When federal science agencies became the focus of sweeping budget cuts earlier this year, the national debate quickly took on a familiar shape: Conservatives approved of the budget cuts while liberals opposed them.
But new research from the University of Florida suggests this storyline is incomplete and maybe even misleading. The real driver of distrust in agencies like the Centers for Disease Control and Prevention, the National Institutes of Health and the National Science Foundation isn't ideology per se, but a form of scientific populism that goes beyond political parties. Instead, scientific populism reflects a belief that scientific "elites" are out of touch and that ordinary people should have more authority over what research gets funded and conducted.
The findings suggest that scientists must work to communicate the value of their work to the taxpayers that fund it while engaging in democratic institutions that can influence what research is prioritized.
"There's a lot of conversation around support or distrust in science, and a lot of it boils down to partisanship," said Austin Hubner , Ph.D., a professor in UF's College of Journalism and Communications and lead author of the new study . "But when you start breaking it down into specific issues, it really goes deeper than that."
Her team surveyed 500 Americans in early 2025 when scientific agencies were facing large budget cuts. The strongest predictor of distrust was anti-elite sentiment directed specifically at scientists. Respondents who scored high on science-related populism were significantly more likely to distrust every agency surveyed and more likely to support cutting federal research budgets.
In every model the researchers tested, science-related populism was a stronger predictor of distrust in federal agencies than political ideology itself. And scientific populism is not limited to one political party but rather reflects skepticism about scientific power structures rooted, at times, in confusion about the bureaucracy.
Unlike political affiliation, this scientific populism may be more flexible and responsive to efforts by scientists to reach out and explain the value of their work, Hubner said.
"Science-related populism is a potentially hopeful way of looking at distrust in science," Hubner said. "Ideologies are really baked in. But scientific populism has so many different aspects of trust and distrust that we can potentially move the needle if we understand what's driving it."
Hubner is now testing what factors help people trust scientists more, such as how similar they perceive scientists to be to them.
That means the path to sustaining federal research funding may depend less on political messaging and more on relationship-building, plain language and showing clear public benefits, especially to groups who worry that scientific elites operate in isolated ivory towers, she said.
"You need to make it concrete — what does this mean for ordinary people in their lives?"

▸ Study questions:
a) According to the article on scientific populism, how many Americans did Hubner's team survey?
b) Say whether each statement agrees with the article on scientific populism, and quote the words that settle it. (i) In every model tested, science-related populism predicted distrust in federal agencies more strongly than political ideology. (ii) Scientific populism is confined to one political party. (iii) Hubner is testing whether people's sense that scientists are similar to them affects their trust.
c) List every federal science agency that the article on scientific populism names.

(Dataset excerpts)

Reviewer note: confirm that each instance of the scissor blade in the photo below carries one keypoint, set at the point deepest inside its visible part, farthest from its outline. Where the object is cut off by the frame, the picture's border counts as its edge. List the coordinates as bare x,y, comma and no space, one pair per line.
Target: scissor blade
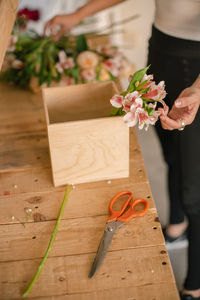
103,246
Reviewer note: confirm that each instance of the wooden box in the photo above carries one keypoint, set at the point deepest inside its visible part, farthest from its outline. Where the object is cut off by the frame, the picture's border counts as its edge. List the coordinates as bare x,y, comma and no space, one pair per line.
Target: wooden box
85,143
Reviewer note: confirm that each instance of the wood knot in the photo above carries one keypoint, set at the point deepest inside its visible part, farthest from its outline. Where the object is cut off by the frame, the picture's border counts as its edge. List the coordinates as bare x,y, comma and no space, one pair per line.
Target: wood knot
156,219
37,217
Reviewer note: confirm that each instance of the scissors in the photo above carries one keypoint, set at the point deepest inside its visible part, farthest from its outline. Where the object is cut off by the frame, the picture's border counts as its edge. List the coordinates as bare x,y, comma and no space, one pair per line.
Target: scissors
115,221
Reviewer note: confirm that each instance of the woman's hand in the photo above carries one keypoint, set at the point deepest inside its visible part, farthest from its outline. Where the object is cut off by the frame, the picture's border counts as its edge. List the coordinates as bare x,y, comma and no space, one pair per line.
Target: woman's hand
183,110
60,24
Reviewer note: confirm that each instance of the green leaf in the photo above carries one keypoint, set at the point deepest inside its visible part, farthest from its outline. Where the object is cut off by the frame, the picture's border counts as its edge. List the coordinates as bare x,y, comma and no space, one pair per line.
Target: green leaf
81,44
137,76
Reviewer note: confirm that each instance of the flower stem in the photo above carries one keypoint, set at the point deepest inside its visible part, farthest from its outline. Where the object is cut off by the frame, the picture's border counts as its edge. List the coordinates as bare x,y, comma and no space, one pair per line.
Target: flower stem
50,244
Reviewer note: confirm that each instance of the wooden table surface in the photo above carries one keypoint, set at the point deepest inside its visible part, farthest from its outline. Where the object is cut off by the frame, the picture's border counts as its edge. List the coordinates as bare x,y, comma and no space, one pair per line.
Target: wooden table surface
136,267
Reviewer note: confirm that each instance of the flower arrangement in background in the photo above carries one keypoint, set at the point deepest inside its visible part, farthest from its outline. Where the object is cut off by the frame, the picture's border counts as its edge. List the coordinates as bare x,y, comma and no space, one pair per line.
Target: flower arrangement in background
34,61
138,103
24,16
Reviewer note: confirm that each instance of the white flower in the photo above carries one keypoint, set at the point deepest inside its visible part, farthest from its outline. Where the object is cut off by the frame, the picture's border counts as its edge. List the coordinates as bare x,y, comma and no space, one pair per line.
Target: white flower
12,41
126,68
87,60
112,65
88,75
64,62
104,75
7,63
116,101
156,92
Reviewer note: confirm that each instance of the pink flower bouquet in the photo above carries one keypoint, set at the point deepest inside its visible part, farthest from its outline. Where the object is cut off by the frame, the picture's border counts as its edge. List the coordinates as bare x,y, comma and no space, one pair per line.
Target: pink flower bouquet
138,103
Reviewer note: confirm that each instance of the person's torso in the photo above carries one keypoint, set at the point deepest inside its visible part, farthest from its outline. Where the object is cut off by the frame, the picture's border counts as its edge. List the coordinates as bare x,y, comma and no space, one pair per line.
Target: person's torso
178,18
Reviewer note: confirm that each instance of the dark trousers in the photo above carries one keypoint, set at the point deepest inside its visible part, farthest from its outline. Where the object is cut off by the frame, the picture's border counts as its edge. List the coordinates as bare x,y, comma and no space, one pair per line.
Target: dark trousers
177,62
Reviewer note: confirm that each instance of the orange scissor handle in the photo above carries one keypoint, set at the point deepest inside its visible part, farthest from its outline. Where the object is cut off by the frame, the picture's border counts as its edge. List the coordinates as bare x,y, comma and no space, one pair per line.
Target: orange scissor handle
115,214
132,213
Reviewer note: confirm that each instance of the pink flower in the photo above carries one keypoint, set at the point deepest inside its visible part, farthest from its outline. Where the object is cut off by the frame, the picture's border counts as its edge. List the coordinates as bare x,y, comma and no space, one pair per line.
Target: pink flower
116,101
12,42
131,99
131,117
65,81
64,62
88,75
112,65
107,50
17,64
7,63
156,92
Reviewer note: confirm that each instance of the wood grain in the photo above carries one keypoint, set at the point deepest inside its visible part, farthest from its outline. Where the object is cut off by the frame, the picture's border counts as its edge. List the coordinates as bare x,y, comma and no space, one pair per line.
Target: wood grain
46,204
69,274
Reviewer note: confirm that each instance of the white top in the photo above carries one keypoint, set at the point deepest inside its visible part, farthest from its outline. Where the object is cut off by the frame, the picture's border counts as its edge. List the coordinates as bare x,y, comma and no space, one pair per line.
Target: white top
178,18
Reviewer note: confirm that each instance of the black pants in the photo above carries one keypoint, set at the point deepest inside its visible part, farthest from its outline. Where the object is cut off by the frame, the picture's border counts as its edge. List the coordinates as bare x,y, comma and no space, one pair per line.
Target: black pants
177,62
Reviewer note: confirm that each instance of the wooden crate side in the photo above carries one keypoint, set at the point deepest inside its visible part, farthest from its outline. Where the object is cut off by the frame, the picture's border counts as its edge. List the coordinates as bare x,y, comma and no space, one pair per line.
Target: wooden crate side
78,102
69,274
45,205
89,150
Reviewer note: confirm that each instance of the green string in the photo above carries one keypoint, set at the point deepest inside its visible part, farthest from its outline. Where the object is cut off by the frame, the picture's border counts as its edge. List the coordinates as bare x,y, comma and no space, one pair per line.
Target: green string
50,244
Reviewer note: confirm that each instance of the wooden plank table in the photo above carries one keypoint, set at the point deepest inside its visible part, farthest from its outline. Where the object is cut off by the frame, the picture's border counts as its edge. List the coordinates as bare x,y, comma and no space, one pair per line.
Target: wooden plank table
136,266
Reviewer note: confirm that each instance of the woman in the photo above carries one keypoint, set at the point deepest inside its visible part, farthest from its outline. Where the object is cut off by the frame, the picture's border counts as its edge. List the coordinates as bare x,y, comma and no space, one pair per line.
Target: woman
174,55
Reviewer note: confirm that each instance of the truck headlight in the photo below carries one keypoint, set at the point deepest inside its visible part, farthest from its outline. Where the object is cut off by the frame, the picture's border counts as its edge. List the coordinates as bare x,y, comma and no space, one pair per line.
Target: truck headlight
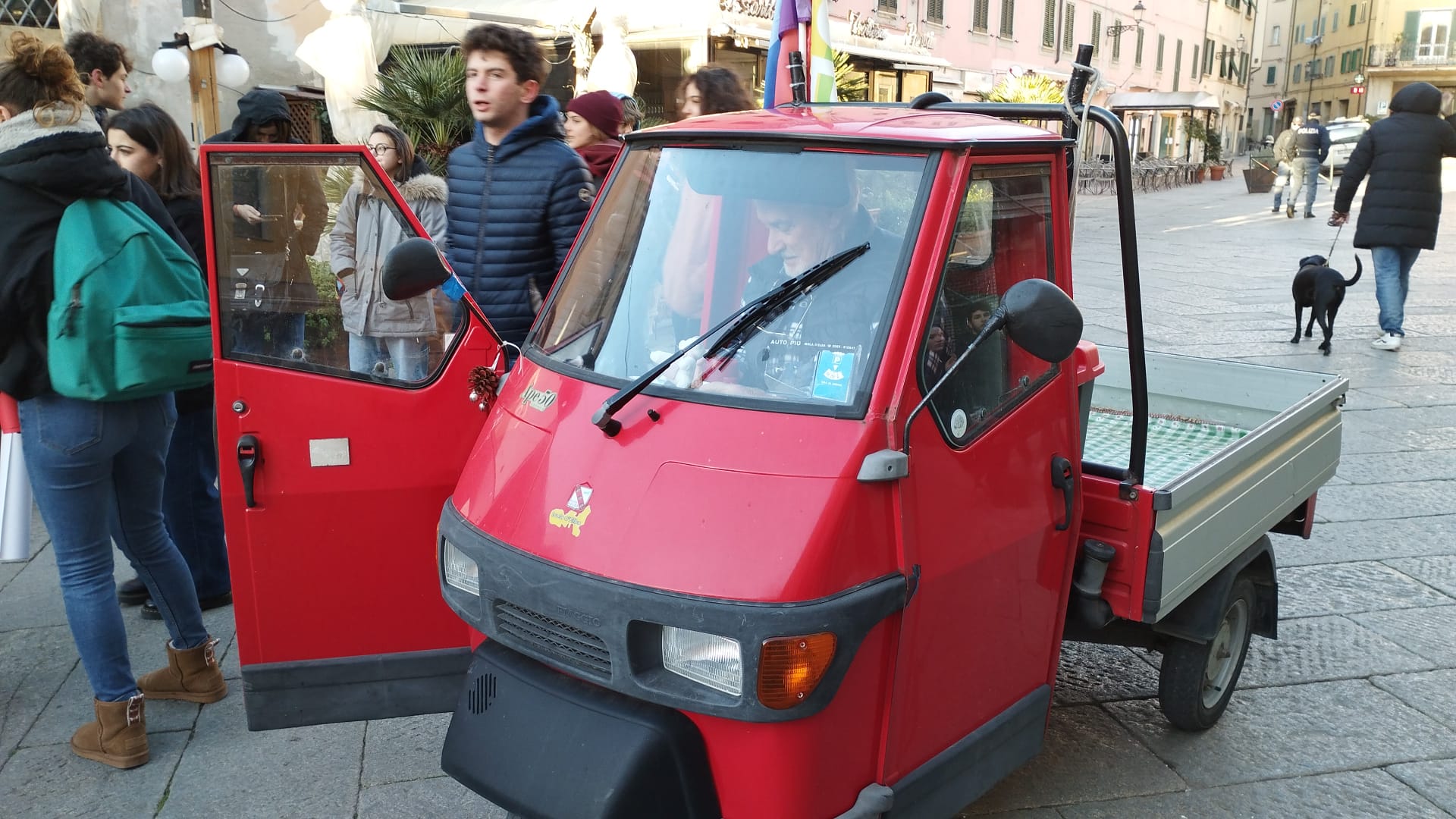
707,659
460,570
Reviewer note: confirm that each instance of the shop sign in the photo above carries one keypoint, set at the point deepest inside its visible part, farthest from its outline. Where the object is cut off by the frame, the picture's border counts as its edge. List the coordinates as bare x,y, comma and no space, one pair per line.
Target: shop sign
865,27
762,9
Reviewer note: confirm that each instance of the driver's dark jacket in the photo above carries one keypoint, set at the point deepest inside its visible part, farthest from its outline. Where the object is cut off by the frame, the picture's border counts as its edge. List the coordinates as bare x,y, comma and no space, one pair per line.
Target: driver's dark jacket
843,309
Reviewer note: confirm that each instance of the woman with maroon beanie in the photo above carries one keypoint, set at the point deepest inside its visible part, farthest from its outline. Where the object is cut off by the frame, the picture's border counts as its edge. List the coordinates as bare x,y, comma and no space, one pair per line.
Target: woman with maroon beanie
592,130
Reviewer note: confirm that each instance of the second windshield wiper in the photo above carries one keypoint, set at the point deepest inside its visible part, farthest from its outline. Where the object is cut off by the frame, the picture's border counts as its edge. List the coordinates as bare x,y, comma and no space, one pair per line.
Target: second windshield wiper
728,328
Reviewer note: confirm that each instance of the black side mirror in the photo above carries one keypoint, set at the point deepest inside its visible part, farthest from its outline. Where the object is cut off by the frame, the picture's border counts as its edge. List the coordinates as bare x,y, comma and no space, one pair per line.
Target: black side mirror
1041,319
414,267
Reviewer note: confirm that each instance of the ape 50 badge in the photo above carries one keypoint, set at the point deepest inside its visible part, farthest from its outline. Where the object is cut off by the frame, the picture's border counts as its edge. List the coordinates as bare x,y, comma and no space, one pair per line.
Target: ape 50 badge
576,513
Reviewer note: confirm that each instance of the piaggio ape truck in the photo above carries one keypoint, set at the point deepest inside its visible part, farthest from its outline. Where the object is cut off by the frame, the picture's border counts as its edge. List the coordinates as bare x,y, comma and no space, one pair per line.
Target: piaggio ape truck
789,497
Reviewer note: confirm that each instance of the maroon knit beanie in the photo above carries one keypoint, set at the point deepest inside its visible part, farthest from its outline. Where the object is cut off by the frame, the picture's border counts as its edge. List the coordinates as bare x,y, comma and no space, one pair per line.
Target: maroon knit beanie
599,108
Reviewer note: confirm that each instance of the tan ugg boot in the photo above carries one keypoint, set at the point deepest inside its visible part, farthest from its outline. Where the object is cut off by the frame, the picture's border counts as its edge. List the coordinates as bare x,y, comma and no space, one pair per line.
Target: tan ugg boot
118,738
191,675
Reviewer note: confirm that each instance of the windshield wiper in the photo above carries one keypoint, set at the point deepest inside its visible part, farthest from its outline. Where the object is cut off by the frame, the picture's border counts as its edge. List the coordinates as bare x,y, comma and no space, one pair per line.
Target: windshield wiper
728,328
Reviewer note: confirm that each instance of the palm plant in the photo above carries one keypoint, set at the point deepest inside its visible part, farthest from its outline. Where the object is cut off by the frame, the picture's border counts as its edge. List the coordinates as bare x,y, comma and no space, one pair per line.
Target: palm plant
422,93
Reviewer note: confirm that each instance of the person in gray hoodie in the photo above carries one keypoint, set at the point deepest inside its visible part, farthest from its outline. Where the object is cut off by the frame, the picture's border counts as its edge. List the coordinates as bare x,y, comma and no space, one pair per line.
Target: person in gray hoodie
367,228
1402,202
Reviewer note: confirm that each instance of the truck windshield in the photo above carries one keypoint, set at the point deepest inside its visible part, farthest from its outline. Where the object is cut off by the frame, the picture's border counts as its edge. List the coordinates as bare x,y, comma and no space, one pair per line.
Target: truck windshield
689,235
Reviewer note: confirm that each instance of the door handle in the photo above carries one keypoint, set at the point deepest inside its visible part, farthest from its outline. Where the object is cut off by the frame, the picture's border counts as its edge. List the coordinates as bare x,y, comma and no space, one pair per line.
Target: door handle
1062,479
249,455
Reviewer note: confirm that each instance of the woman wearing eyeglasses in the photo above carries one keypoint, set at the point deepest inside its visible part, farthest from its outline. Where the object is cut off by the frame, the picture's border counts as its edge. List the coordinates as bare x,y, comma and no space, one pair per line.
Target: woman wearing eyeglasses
366,231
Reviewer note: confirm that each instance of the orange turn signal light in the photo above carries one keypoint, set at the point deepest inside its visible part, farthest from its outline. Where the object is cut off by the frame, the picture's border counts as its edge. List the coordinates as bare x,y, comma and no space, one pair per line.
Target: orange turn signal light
791,668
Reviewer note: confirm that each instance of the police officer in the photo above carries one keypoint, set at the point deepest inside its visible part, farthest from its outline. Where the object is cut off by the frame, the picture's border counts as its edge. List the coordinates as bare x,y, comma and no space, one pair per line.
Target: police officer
1310,149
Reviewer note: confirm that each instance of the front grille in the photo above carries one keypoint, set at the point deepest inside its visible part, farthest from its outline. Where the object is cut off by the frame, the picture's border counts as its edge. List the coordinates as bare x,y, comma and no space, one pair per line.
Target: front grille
554,639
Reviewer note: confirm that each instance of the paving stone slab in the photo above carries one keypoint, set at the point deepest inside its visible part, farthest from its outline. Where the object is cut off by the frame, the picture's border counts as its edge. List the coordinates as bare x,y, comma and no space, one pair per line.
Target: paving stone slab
53,781
424,799
1433,780
1438,572
1429,692
1354,795
1423,632
1085,755
1294,730
231,773
1381,502
1324,648
33,599
34,665
1091,672
1367,539
1347,588
402,749
1419,395
1398,466
1433,438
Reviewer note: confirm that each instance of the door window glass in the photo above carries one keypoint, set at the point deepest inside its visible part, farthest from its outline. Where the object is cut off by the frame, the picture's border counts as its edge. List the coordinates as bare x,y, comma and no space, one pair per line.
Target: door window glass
1002,235
300,242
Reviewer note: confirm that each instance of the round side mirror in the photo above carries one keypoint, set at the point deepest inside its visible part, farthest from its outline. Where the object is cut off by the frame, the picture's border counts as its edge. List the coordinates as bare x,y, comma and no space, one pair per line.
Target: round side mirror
414,267
1041,319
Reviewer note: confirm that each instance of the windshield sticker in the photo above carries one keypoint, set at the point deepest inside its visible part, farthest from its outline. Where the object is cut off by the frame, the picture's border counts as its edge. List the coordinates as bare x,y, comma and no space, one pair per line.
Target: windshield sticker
538,398
835,375
576,513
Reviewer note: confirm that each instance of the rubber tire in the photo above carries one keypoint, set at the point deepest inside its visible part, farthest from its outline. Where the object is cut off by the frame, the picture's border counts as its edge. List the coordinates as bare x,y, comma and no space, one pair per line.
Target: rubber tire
1181,679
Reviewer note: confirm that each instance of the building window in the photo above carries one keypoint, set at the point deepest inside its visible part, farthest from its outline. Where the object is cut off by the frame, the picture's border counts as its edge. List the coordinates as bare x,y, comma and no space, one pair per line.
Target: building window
30,14
1069,30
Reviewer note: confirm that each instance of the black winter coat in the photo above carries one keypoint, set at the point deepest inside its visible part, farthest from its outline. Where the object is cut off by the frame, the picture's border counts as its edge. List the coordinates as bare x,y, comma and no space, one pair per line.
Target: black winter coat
1402,156
514,210
44,169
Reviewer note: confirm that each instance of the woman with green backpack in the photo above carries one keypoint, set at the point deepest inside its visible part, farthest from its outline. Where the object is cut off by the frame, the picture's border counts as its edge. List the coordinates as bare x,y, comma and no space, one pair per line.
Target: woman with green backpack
96,466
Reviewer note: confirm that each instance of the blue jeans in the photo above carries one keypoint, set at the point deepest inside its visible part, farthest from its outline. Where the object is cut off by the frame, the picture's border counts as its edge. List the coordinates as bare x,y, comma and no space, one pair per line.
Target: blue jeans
191,504
275,335
96,468
1307,172
411,356
1392,281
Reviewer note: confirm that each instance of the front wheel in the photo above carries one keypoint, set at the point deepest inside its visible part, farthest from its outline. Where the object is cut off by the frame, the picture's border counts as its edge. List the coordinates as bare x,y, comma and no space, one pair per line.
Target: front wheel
1197,679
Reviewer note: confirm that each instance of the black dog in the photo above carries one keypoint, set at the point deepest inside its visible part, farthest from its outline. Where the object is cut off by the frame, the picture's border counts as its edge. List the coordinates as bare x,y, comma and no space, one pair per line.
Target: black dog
1321,287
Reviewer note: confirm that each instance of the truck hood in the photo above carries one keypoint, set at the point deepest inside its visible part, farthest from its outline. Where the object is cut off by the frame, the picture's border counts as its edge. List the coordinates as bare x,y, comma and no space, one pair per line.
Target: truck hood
708,500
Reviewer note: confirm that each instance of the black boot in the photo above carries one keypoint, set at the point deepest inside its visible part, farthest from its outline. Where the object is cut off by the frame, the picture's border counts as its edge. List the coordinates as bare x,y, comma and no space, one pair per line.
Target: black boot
133,592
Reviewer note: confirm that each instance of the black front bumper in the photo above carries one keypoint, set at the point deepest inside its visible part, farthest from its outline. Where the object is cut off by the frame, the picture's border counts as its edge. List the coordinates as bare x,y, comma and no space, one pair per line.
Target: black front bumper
552,746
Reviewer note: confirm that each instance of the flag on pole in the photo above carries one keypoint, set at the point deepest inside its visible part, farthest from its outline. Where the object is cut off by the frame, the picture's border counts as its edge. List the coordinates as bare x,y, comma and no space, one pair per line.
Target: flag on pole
15,487
789,20
820,57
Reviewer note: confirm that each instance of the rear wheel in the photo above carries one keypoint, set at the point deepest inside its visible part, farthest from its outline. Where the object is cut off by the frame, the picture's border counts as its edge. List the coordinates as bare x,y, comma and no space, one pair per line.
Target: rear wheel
1197,679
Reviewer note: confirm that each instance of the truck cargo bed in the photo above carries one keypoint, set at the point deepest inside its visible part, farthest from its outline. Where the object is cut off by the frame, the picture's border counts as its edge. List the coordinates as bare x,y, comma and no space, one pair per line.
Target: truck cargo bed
1232,449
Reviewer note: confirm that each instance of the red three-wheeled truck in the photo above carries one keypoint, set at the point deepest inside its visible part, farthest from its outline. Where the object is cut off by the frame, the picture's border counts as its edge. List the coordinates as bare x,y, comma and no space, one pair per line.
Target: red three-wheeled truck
789,497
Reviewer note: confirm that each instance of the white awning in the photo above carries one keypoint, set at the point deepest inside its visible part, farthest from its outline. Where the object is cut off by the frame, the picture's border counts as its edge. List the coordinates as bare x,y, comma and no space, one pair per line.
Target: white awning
1163,101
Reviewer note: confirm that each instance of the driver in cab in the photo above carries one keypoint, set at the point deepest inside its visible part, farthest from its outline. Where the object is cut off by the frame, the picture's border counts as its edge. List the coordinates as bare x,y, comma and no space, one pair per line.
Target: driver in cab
813,347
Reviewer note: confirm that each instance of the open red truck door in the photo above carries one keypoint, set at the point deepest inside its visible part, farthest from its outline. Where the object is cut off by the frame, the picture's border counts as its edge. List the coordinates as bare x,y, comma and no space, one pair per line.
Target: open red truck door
337,450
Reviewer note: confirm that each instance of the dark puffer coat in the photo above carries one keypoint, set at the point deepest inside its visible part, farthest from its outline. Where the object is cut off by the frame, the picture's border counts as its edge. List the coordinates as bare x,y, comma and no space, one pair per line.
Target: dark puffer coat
1402,156
514,210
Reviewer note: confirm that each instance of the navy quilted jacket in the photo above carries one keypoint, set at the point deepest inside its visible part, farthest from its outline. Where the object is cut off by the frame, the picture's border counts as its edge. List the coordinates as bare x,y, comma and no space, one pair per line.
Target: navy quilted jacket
514,210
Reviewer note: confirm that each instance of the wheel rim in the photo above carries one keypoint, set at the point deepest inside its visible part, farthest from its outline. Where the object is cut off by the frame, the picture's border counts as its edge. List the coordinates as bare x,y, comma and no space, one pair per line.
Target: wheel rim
1223,653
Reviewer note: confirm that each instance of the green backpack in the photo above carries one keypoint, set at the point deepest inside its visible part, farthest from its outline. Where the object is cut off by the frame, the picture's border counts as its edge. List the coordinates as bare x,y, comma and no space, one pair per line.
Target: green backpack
130,315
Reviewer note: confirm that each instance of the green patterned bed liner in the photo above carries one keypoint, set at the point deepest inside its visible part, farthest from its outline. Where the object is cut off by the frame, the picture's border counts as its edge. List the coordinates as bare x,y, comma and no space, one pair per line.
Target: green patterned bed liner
1175,444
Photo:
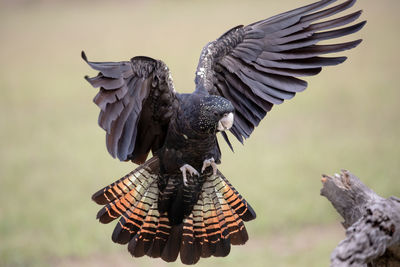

▸ Outputs for the tasks:
a) 500 Americans, surveyed in early 2025.

b)
(i) Yes: "In every model the researchers tested, science-related populism was a stronger predictor of distrust in federal agencies than political ideology itself."
(ii) No: "scientific populism is not limited to one political party"
(iii) Yes: "Hubner is now testing what factors help people trust scientists more, such as how similar they perceive scientists to be to them."

c) The Centers for Disease Control and Prevention, the National Institutes of Health, and the National Science Foundation.